He was a close collaborator of the Jesuits and became an influential catechist. He would travel long stretches of the Pine Ridge reservation to pray with anyone as soon as he heard they were asking for it. This included braving South Dakota blizzards on horseback to pray with his people.

That God is older than all need, older than all pain and prayer, could almost seem defeating. God has heard and seen it all. Do any of our problems or pain really amount to much in the grand old scheme of things? On the contrary, Black Elk knew that God’s enormity, his “oldness” could both envelop and be attentive to our particularities. In this same prayer, he asked of God, “Look upon your children with children in their arms, that they may face the winds and walk the good road to the day of quiet.”

While God may be older than all need, he is still able to look intently upon his children, bearing the needs of their own children. Considering Black Elk’s context, the task of feeding and caring for children in the midst of such economic and cultural oppression would have been enormous. This plight would not be ignored, even by Wakan Tanka, the great holiness that is older than all things.

We should invoke Black Elk’s intercession because, like all the saints, he was both intimately familiar with the struggles and the beauty of our human life, and the great, mysterious attention of God upon us. In the lives of all of us, we are confronted daily with need, with pain and with prayer. Even unconsciously, we are so often praying because, how could we not be? We are creatures of need; it is our nature to pray, to need.

Black Elk also had the insight and humility to hold two spiritualities together. His Catholicism was only enriched by the depth of spirit he had received, and was formed in, through Lakota spirituality. His understanding of God as “older than all need” reflected the ancient wisdom of his people.

[Region segmentation data]
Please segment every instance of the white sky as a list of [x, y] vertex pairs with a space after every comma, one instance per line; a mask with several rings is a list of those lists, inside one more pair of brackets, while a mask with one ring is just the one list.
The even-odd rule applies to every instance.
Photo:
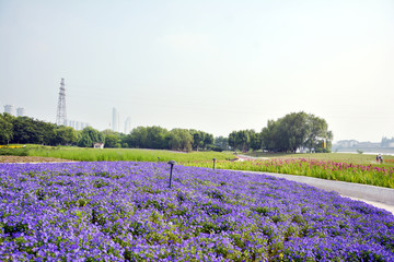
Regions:
[[[260, 131], [305, 111], [394, 136], [393, 0], [0, 0], [0, 106], [55, 122]], [[120, 127], [123, 130], [123, 124]]]

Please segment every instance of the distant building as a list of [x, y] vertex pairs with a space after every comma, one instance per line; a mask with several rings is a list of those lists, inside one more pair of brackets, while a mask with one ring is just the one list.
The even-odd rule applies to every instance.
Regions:
[[16, 108], [16, 117], [25, 117], [26, 110], [23, 107]]
[[119, 112], [116, 110], [116, 108], [113, 108], [113, 131], [119, 132]]
[[4, 112], [10, 114], [10, 115], [12, 115], [12, 116], [15, 115], [12, 105], [5, 105], [5, 106], [4, 106]]
[[125, 134], [130, 133], [131, 131], [131, 118], [127, 117], [125, 121]]

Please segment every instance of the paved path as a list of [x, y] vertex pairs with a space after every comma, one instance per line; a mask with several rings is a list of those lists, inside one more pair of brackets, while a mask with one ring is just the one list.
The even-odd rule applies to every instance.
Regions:
[[256, 172], [278, 178], [285, 178], [288, 180], [308, 183], [312, 187], [316, 187], [326, 191], [336, 191], [340, 195], [350, 198], [352, 200], [363, 201], [373, 206], [384, 209], [394, 215], [394, 189], [374, 187], [361, 183], [351, 183], [343, 181], [333, 181], [326, 179], [320, 179], [314, 177], [294, 176], [286, 174], [275, 172], [257, 172], [257, 171], [244, 171]]

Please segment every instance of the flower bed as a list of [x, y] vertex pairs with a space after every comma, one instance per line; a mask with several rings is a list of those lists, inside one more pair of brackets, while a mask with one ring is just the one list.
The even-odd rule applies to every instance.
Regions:
[[394, 216], [269, 176], [164, 163], [0, 164], [0, 259], [394, 261]]
[[[185, 163], [185, 165], [211, 167], [211, 162]], [[217, 168], [250, 171], [267, 171], [316, 177], [328, 180], [357, 182], [394, 188], [394, 167], [385, 165], [357, 165], [332, 160], [305, 158], [273, 158], [247, 162], [217, 162]]]

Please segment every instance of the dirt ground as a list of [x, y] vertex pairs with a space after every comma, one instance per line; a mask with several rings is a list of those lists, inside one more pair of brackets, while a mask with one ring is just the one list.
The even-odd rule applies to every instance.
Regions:
[[54, 158], [54, 157], [42, 157], [42, 156], [2, 156], [2, 155], [0, 155], [0, 163], [48, 163], [48, 162], [70, 162], [70, 160]]

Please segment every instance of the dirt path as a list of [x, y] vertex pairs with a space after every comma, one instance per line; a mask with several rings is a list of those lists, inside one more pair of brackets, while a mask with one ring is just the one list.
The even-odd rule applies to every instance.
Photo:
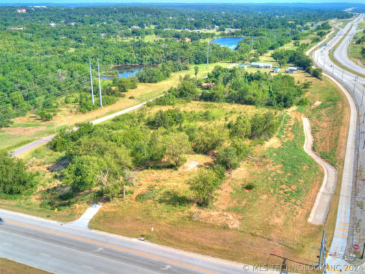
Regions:
[[331, 200], [336, 189], [337, 171], [313, 151], [313, 136], [310, 120], [304, 117], [304, 116], [302, 116], [302, 120], [304, 135], [305, 136], [305, 142], [303, 146], [304, 151], [322, 166], [325, 173], [323, 182], [310, 212], [308, 222], [315, 225], [324, 225], [329, 210]]

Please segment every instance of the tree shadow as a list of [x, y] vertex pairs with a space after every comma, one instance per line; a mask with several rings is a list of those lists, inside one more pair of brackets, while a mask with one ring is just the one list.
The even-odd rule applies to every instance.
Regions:
[[182, 207], [191, 204], [192, 201], [186, 196], [181, 195], [175, 190], [167, 190], [159, 198], [158, 202], [176, 207]]

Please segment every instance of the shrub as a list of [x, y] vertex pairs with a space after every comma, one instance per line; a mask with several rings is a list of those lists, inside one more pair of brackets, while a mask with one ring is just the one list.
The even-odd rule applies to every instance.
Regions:
[[227, 147], [220, 149], [216, 154], [216, 163], [226, 169], [236, 169], [240, 166], [240, 159], [237, 150], [233, 147]]
[[190, 189], [199, 206], [207, 206], [214, 199], [215, 191], [222, 183], [212, 169], [199, 169], [198, 175], [189, 182]]
[[193, 140], [193, 149], [196, 152], [206, 153], [221, 145], [225, 138], [225, 132], [220, 127], [214, 125], [200, 128], [199, 134], [195, 134]]
[[38, 184], [22, 160], [0, 151], [0, 192], [10, 195], [31, 194]]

Problems to work on:
(1) Render everything in the rows from the line containing "Please segment every instance of the shrub" down to the end of the rows as a Markdown table with the columns Number and Line Text, omitting blank lines.
(2) Carry the passage on Black Elk further, beginning after its final sentence.

Answers per task:
(1)
| Number | Line Text |
|---|---|
| 1 | Please segment every instance of the shrub as a list of [x, y] vertex pairs with a space after every comma, one instance per line; a mask with several rings is a list of those lists, inside one more pair of brackets, while a mask with one ring is just the one list. |
| 2 | The even-odd rule applies to every instance. |
| 3 | Regions: |
| 4 | [[227, 147], [220, 149], [216, 154], [216, 163], [226, 169], [236, 169], [240, 166], [240, 159], [237, 150], [233, 147]] |
| 5 | [[190, 189], [199, 206], [207, 206], [214, 199], [215, 191], [222, 183], [212, 169], [199, 169], [198, 175], [189, 182]] |
| 6 | [[193, 140], [193, 149], [196, 152], [206, 153], [221, 145], [225, 138], [225, 132], [220, 127], [214, 125], [200, 128], [199, 134], [195, 134]] |
| 7 | [[38, 184], [22, 160], [0, 151], [0, 192], [10, 195], [31, 194]] |

(2)
Here is Black Elk’s prayer recorded originally in the book Black Elk Speaks, written by John G. Neihardt:

Grandfather, Great Sacred One,
You have been always and before You nothing has been.
There is nothing to pray to but You.
The star nations all over the universe are Yours,
And Yours are the grasses of the earth.
Day in and day out You are the life of things.
You are older than all need,
Older than all pain and prayer.
Grandfather, all over the world the faces of the living ones are alike.
In tenderness they have come up out of the ground.
Look upon Your children with children in their arms,
That they may face the winds,
And walk the good road to the day of quiet.
Teach me to walk the soft earth,
A relative to all that live.
Sweeten my heart and fill me with light,
And give me the strength to understand and the eyes to see.
Help me, for without You I am nothing.

Let us ask Black Elk to pray for us. When we do so, let us be bold in what we ask through his intercession as we await his canonization. Among other favors, let us seek to know God’s immense presence, even in the midst of our deepest pain and need, personally or collectively. Through Black Elk’s wisdom, we can take heart in a God who is older and bigger than all of our need, yet loving enough to respond.